:: Written task 1 ::
Copy out the whole piece on how Germany's Federal Chancellor is elected, word for word.

The election of the Federal Chancellor
Every four years the citizens of Germany get to decide who will represent them in parliament, the German Bundestag. The Bundestag then decides who will be head of the Federal Government.
After consulting with each of the parliamentary groups in the Bundestag, the Federal President then proposes a candidate for the office of Federal Chancellor.
The election process
The process for electing the Federal Chancellor is set out in Article 63 of the Basic Law (Grundgesetz). It provides that the Chancellor be elected by the Bundestag without debate on the proposal of the Federal President.
To be elected, the candidate must secure the votes of an absolute majority of the Members of the Bundestag, that is half of the Members plus at least one additional vote. This is sometimes called the “chancellor majority”.
If the candidate fails to secure an absolute majority in the first round of voting, a second round is held. The Bundestag then has 14 days to elect another candidate to be Chancellor. There is no limit to the number of possible ballots, although an absolute majority is always required (Article 63.3 of the Basic Law).
If this second round of voting also fails to produce a result, the election process enters a third phase in which a new election must take place immediately. The person who receives the largest number of votes (relative majority) is then elected to be Chancellor.

:: Records supplied ::
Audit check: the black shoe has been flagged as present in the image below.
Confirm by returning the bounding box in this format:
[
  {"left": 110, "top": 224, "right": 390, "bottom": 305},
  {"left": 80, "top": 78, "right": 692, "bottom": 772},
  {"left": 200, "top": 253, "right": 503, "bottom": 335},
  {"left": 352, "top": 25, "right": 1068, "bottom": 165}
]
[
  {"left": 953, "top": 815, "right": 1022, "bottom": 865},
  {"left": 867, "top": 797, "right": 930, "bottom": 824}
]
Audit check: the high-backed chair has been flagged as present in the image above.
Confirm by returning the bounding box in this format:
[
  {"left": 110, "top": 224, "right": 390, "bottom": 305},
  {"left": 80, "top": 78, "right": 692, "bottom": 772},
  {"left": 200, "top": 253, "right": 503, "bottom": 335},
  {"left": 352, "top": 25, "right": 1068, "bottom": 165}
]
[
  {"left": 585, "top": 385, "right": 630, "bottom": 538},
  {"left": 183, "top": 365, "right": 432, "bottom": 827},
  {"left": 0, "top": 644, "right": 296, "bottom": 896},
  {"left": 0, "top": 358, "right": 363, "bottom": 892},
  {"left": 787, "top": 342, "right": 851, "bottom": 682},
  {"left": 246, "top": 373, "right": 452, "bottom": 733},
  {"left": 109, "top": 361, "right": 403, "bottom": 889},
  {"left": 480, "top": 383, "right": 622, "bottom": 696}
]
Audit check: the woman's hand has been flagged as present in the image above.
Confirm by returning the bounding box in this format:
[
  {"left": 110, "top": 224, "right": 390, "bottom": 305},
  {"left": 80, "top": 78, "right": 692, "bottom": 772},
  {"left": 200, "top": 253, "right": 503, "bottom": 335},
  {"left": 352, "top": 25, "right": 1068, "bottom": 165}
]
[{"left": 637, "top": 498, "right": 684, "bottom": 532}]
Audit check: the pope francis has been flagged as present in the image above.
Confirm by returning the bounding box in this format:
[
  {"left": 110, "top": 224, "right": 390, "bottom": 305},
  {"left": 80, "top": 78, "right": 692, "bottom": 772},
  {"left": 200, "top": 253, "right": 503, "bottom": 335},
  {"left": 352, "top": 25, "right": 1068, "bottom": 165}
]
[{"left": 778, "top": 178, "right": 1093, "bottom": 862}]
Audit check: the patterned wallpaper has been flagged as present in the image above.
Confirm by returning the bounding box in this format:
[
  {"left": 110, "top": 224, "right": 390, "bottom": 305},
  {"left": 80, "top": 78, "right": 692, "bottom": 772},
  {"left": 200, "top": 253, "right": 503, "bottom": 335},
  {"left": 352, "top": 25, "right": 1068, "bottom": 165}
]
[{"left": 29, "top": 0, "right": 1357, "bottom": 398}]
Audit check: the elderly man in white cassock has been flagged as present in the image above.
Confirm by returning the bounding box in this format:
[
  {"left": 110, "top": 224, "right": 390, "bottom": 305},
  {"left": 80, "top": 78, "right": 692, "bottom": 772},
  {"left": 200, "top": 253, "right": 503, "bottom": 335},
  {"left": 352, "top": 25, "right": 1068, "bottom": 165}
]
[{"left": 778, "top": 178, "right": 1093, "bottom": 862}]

:: Written task 2 ::
Give back the stretch of the listing from the line containing "Audit check: the woman's" through the end of the listing, with "Confirm" swapped for "Verify" and everything else left unchanged.

:: Correct response 1 ::
The election of the Federal Chancellor
Every four years the citizens of Germany get to decide who will represent them in parliament, the German Bundestag. The Bundestag then decides who will be head of the Federal Government.
After consulting with each of the parliamentary groups in the Bundestag, the Federal President then proposes a candidate for the office of Federal Chancellor.
The election process
The process for electing the Federal Chancellor is set out in Article 63 of the Basic Law (Grundgesetz). It provides that the Chancellor be elected by the Bundestag without debate on the proposal of the Federal President.
To be elected, the candidate must secure the votes of an absolute majority of the Members of the Bundestag, that is half of the Members plus at least one additional vote. This is sometimes called the “chancellor majority”.
If the candidate fails to secure an absolute majority in the first round of voting, a second round is held. The Bundestag then has 14 days to elect another candidate to be Chancellor. There is no limit to the number of possible ballots, although an absolute majority is always required (Article 63.3 of the Basic Law).
If this second round of voting also fails to produce a result, the election process enters a third phase in which a new election must take place immediately. The person who receives the largest number of votes (relative majority) is then elected to be Chancellor.

:: Correct response 2 ::
Audit check: the woman's hand has been flagged as present in the image above.
Verify by returning the bounding box in this format:
[
  {"left": 110, "top": 224, "right": 390, "bottom": 305},
  {"left": 80, "top": 78, "right": 692, "bottom": 772},
  {"left": 200, "top": 253, "right": 503, "bottom": 335},
  {"left": 352, "top": 25, "right": 1068, "bottom": 165}
]
[{"left": 637, "top": 498, "right": 684, "bottom": 532}]
Audit check: the pope francis has been flagged as present in the image above.
Verify by returning the bounding box in this format:
[
  {"left": 110, "top": 224, "right": 390, "bottom": 305},
  {"left": 80, "top": 78, "right": 692, "bottom": 772},
  {"left": 200, "top": 253, "right": 503, "bottom": 335},
  {"left": 352, "top": 25, "right": 1068, "bottom": 165}
]
[{"left": 778, "top": 178, "right": 1093, "bottom": 862}]
Audit check: the patterned wallpaper has been flagged as present in the image above.
Verify by returning the bounding box in this format:
[
  {"left": 110, "top": 224, "right": 390, "bottom": 305},
  {"left": 80, "top": 78, "right": 692, "bottom": 772},
  {"left": 200, "top": 253, "right": 503, "bottom": 335},
  {"left": 352, "top": 25, "right": 1068, "bottom": 165}
]
[{"left": 29, "top": 0, "right": 1357, "bottom": 398}]
Audit check: the elderly man in white cassock has been flagged as present in the image above.
Verify by returning the bounding box in this format:
[
  {"left": 110, "top": 224, "right": 390, "bottom": 305},
  {"left": 80, "top": 78, "right": 692, "bottom": 772},
  {"left": 200, "top": 253, "right": 503, "bottom": 335},
  {"left": 352, "top": 25, "right": 1068, "bottom": 165}
]
[{"left": 778, "top": 178, "right": 1093, "bottom": 862}]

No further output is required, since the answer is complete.